Return, exactly, the line that contains "Mark the green" together with all lines after it to the end of the entries, and no further lines.

══ Exercise data ══

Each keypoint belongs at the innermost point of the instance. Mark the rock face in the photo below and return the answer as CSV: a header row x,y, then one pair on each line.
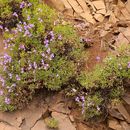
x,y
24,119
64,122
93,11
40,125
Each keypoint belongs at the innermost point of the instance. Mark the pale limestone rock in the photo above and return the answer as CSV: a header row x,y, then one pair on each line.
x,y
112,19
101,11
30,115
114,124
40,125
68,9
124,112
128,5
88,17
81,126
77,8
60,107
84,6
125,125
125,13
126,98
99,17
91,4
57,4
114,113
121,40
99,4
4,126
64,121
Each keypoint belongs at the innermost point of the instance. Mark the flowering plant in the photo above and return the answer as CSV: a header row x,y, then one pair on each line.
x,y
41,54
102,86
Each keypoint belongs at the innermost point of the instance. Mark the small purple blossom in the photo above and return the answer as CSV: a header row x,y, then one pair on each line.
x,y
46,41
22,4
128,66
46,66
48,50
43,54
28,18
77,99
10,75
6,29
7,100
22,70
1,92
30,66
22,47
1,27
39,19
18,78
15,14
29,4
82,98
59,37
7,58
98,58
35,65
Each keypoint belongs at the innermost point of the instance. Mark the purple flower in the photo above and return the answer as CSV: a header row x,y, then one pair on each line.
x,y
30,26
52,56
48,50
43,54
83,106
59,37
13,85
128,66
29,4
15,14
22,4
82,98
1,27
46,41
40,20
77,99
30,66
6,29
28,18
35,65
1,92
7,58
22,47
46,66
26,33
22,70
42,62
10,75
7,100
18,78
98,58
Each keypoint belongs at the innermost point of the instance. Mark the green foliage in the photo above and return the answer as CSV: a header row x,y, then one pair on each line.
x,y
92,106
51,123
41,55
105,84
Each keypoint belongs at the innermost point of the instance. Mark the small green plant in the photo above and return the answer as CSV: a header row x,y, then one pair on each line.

═══

(Task answer):
Each keypoint belongs at the innermost point of the instance. Mark the green foliage in the photo above and return the answer as CSV: a header row x,y, then one pair on each line.
x,y
92,106
51,123
41,55
105,84
Each keypoint belongs at the innermost point of the instance. Mark the small green plant in the photo above and return the answer as CSV: a header row x,y, then one pair on each line.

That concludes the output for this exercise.